WHAT IS REQUIRED: Copy out all of the data below, line for line and without any changes. Leave the pictures out.

-- begin --

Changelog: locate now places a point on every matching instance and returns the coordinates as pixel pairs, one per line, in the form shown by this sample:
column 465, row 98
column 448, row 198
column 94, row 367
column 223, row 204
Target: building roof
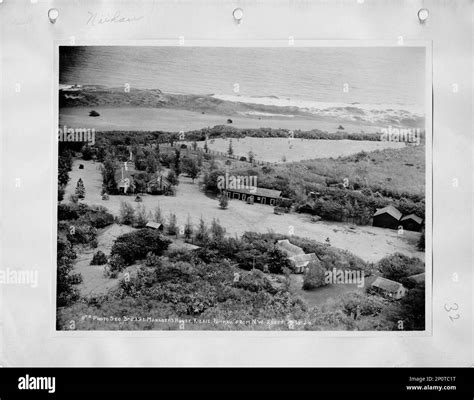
column 128, row 173
column 418, row 277
column 302, row 260
column 264, row 192
column 413, row 217
column 153, row 224
column 391, row 210
column 386, row 284
column 289, row 249
column 159, row 179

-- end --

RESPONSE:
Changelog: locate now places a point on every matching instance and returns the coordinates as pixel pairs, one per line, in the form shown by this sample:
column 465, row 98
column 448, row 198
column 94, row 367
column 223, row 204
Target: building roof
column 128, row 173
column 418, row 277
column 302, row 260
column 264, row 192
column 413, row 217
column 153, row 224
column 391, row 210
column 386, row 284
column 289, row 249
column 159, row 179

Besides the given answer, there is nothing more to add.